**Set problem:**
Below is a block of records: output all of them exactly and leave out the pictures.

**Entries provided:**

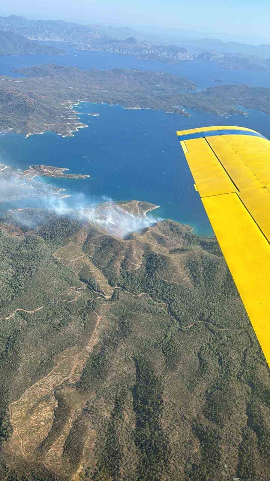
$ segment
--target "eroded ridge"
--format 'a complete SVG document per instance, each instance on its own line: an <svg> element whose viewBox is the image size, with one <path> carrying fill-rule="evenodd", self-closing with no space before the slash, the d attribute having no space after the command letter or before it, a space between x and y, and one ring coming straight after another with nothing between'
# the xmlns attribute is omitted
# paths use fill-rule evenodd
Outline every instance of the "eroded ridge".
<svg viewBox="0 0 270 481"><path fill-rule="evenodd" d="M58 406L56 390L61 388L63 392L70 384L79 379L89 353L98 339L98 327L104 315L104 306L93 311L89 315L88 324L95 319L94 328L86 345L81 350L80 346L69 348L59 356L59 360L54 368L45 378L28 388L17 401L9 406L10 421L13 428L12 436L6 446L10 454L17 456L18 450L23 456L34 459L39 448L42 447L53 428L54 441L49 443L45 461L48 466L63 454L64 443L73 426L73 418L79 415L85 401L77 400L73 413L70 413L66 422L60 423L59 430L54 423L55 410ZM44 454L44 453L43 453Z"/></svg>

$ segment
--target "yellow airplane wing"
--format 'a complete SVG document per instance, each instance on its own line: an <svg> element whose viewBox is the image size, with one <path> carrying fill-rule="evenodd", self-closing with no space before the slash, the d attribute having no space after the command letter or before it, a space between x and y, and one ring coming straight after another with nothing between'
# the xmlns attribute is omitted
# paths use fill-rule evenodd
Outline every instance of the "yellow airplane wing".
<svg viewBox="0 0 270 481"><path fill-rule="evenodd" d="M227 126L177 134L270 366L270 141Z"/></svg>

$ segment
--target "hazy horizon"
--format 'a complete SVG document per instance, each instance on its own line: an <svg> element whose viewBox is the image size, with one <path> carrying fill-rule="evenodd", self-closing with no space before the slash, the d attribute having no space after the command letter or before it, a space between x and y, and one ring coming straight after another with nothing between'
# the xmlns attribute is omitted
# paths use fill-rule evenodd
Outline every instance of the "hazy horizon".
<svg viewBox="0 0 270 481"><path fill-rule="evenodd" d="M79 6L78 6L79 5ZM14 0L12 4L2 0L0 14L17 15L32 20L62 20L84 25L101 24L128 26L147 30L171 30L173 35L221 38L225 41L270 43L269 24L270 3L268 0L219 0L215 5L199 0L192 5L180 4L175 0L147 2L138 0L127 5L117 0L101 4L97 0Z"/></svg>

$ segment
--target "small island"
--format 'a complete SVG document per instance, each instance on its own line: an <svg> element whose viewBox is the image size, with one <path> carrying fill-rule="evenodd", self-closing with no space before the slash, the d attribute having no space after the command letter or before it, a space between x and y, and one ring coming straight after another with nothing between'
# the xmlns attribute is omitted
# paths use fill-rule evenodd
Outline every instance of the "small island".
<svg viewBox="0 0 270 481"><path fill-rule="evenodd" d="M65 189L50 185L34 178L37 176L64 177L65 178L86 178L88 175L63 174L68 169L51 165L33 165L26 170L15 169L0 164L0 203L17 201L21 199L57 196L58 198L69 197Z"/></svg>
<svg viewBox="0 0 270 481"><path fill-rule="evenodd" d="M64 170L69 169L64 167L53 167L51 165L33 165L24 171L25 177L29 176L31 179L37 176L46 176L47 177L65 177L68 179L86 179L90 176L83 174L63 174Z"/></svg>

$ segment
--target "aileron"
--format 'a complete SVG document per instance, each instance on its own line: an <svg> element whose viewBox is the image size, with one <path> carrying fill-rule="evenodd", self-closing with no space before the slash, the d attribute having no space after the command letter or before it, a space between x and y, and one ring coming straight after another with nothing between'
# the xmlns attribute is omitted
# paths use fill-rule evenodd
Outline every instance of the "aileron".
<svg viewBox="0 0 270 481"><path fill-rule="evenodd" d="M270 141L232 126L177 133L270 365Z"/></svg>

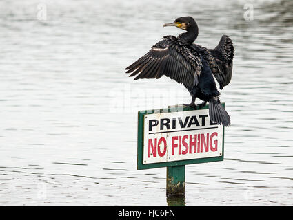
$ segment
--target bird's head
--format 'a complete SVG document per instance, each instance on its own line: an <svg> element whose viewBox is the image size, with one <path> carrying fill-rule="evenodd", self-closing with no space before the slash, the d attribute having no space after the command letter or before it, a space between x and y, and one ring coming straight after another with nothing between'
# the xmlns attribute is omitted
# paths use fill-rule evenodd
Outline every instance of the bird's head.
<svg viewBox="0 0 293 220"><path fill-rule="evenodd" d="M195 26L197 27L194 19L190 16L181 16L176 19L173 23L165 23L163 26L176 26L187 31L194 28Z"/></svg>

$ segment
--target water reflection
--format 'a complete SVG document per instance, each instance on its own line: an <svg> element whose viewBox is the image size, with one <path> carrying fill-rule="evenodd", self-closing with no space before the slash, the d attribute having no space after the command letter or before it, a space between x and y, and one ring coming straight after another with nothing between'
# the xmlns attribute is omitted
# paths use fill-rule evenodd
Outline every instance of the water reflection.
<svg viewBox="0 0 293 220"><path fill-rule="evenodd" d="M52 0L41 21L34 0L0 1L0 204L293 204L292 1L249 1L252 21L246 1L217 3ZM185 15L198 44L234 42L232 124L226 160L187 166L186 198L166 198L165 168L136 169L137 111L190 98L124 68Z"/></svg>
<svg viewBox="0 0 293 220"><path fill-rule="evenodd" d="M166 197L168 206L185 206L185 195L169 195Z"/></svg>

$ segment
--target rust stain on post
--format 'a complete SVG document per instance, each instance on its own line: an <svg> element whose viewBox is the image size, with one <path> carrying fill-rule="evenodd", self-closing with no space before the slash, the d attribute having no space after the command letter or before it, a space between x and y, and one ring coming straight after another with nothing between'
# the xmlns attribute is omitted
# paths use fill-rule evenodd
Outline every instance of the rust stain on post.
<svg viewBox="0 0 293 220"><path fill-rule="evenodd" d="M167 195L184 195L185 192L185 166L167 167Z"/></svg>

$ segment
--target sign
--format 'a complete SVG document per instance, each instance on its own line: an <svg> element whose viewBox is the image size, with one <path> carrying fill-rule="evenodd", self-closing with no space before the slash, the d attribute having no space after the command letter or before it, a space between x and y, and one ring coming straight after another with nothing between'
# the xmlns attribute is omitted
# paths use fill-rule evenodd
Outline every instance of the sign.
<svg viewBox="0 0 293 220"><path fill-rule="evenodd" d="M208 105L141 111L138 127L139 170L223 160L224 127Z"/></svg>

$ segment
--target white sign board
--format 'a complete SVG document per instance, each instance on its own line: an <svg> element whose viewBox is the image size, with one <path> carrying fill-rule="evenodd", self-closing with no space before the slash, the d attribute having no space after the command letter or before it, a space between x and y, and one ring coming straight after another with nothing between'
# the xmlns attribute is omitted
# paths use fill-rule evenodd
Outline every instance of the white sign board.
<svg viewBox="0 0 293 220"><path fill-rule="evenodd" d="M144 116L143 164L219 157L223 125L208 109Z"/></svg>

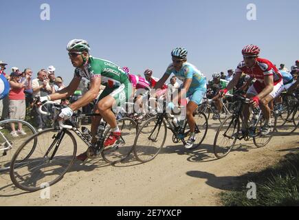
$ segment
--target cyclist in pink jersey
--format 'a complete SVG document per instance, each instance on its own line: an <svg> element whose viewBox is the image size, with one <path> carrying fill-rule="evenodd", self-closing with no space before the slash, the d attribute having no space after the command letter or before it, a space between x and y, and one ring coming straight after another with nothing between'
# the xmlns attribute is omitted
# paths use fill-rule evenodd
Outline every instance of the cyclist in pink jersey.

**Written response:**
$ segment
--target "eroded ridge"
--format 'a complete SVG document per instance, each instance on its own line: an <svg> element whose viewBox is the image size, with one <path> carrying fill-rule="evenodd", self-closing with no space before the slash, the d attribute having no space after the command letter or before it, a space between x and y, and one ring coming straight after another with nothing between'
# the xmlns attribute is omitted
# paths use fill-rule evenodd
Outline every instance of the "eroded ridge".
<svg viewBox="0 0 270 481"><path fill-rule="evenodd" d="M58 406L56 390L61 388L63 392L70 384L79 379L89 353L98 339L98 327L104 315L104 306L93 311L89 315L88 324L95 319L94 328L86 345L81 350L80 346L69 348L59 356L59 360L54 368L45 378L28 388L17 401L9 406L10 421L13 428L12 436L6 446L10 454L17 456L18 450L23 456L34 459L39 448L42 447L53 428L54 441L49 443L45 461L48 466L63 454L64 443L73 426L73 418L79 415L85 401L77 400L73 413L70 413L66 422L60 423L59 430L54 423L55 410ZM44 454L44 453L43 453Z"/></svg>

$ segment
--target "yellow airplane wing"
--format 'a complete SVG document per instance, each instance on its own line: an <svg> element whose viewBox is the image size, with one <path> carrying fill-rule="evenodd", self-closing with no space before the slash, the d attribute having no space after the command letter or before it, a space between x and y, and one ring coming straight after another with nothing between'
# the xmlns attribute is omitted
# paths use fill-rule evenodd
Outline every instance of the "yellow airplane wing".
<svg viewBox="0 0 270 481"><path fill-rule="evenodd" d="M227 126L177 134L270 366L270 141Z"/></svg>

$ segment
--target "hazy horizon"
--format 'a complete SVG document per instance, each instance on its own line: an <svg> element whose viewBox is the image size, with one <path> carrying fill-rule="evenodd", self-closing with no space before the slash, the d attribute having no space after the command letter or before it, a space between x and y, and one ring coming straight after another with nothing between'
# the xmlns attribute is omitted
# paths use fill-rule evenodd
Outline every instance of the "hazy horizon".
<svg viewBox="0 0 270 481"><path fill-rule="evenodd" d="M79 6L78 6L79 5ZM14 0L12 4L2 0L0 14L17 15L32 20L62 20L84 25L101 24L128 26L147 30L171 30L173 35L221 38L225 41L270 43L269 24L270 3L268 0L219 0L215 5L199 0L192 5L180 4L175 0L147 2L138 0L127 5L117 0L101 4L97 0Z"/></svg>

$ segment
--target "small island"
--format 'a complete SVG document per instance, each instance on its own line: an <svg> element whose viewBox is the image size, with one <path> carrying fill-rule="evenodd", self-closing with no space before the slash, the d attribute having no space after the command letter or before it, a space between x and y, and one ring coming straight after another with nothing between'
# the xmlns attribute is omitted
# paths use fill-rule evenodd
Outline every instance of the "small island".
<svg viewBox="0 0 270 481"><path fill-rule="evenodd" d="M65 189L50 185L34 178L37 176L64 177L65 178L86 178L88 175L63 174L68 169L51 165L33 165L26 170L15 169L0 164L0 203L17 201L21 199L57 196L58 198L69 197Z"/></svg>
<svg viewBox="0 0 270 481"><path fill-rule="evenodd" d="M64 170L69 169L64 167L53 167L51 165L33 165L24 171L25 177L29 176L31 179L37 176L46 176L47 177L65 177L68 179L86 179L90 176L83 174L63 174Z"/></svg>

$ segment
--target "aileron"
--format 'a complete SVG document per instance, each instance on its own line: an <svg> element whose viewBox is the image size, with one <path> carrying fill-rule="evenodd", self-closing with no space before the slash, the d attribute having no space after the command letter or before it, a space between x and y, and one ring coming straight after another with nothing between'
# the xmlns attribute is omitted
# paths use fill-rule evenodd
Outline every instance of the "aileron".
<svg viewBox="0 0 270 481"><path fill-rule="evenodd" d="M270 141L232 126L177 133L270 365Z"/></svg>

$ segment
--target bird's head
--format 'a complete SVG document per instance, each instance on its own line: an <svg> element whose viewBox is the image size, with one <path> carrying fill-rule="evenodd", self-closing with no space before the slash, the d attribute having no space after the command letter or before it, a space between x and y, and one ring coming straight after another with nothing between'
# the xmlns attribute is omitted
# paths use fill-rule evenodd
Outline every instance of the bird's head.
<svg viewBox="0 0 293 220"><path fill-rule="evenodd" d="M195 26L197 27L194 19L190 16L181 16L176 19L173 23L165 23L163 26L176 26L187 31L194 28Z"/></svg>

$ segment
--target water reflection
--format 'a complete SVG document per instance, each instance on its own line: an <svg> element whose viewBox is the image size, with one <path> carrying fill-rule="evenodd", self-closing with no space before the slash, the d attribute having no space after the command letter or before it, a space between x and y, and one ring coming straight after another with nothing between'
# the xmlns attribute is omitted
# paths use fill-rule evenodd
Outline every instance of the water reflection.
<svg viewBox="0 0 293 220"><path fill-rule="evenodd" d="M52 0L41 21L34 0L0 1L0 204L293 204L292 1L249 1L252 21L246 1L217 3ZM185 15L198 44L234 42L232 124L226 160L187 166L186 198L166 198L165 168L136 169L137 111L190 98L124 68Z"/></svg>
<svg viewBox="0 0 293 220"><path fill-rule="evenodd" d="M166 197L168 206L185 206L185 195L169 195Z"/></svg>

$ segment
--target rust stain on post
--format 'a complete SVG document per instance, each instance on its own line: an <svg> element whose viewBox is the image size, with one <path> carrying fill-rule="evenodd", self-closing with no space before the slash, the d attribute having no space after the command letter or before it, a space between x and y, and one ring coming straight after another with nothing between'
# the xmlns attribute is omitted
# paths use fill-rule evenodd
Outline every instance of the rust stain on post.
<svg viewBox="0 0 293 220"><path fill-rule="evenodd" d="M167 195L184 195L185 192L185 166L167 167Z"/></svg>

$ segment
--target sign
--format 'a complete SVG document per instance, each instance on its own line: an <svg> element whose viewBox is the image size, with one <path> carrying fill-rule="evenodd", self-closing with no space before the slash, the d attribute having no space after the command letter or before it, a space between x and y, and one ring coming straight after another with nothing between'
# the xmlns attribute is omitted
# paths use fill-rule evenodd
Outline every instance of the sign.
<svg viewBox="0 0 293 220"><path fill-rule="evenodd" d="M208 105L141 111L138 127L139 170L223 160L224 127Z"/></svg>

$ segment
--target white sign board
--format 'a complete SVG document per instance, each instance on its own line: an <svg> element whose viewBox is the image size, with one <path> carrying fill-rule="evenodd", self-closing with no space before the slash, the d attribute having no space after the command letter or before it, a space between x and y, and one ring coming straight after another with nothing between'
# the xmlns attribute is omitted
# paths use fill-rule evenodd
Outline every instance of the white sign board.
<svg viewBox="0 0 293 220"><path fill-rule="evenodd" d="M144 116L143 164L219 157L223 125L208 109Z"/></svg>

$ segment
--target cyclist in pink jersey
--format 'a complete SVG document per instance, each instance on its own line: an <svg> element whose viewBox is the image size, with one <path> carrying fill-rule="evenodd", self-closing with no space before the slash, the d attribute having no space after the command letter or before it, a space between x and y, and one ring coming straight after another with nothing between'
# the xmlns attribute is omitted
# paths use fill-rule evenodd
Outline every instance of the cyclist in pink jersey.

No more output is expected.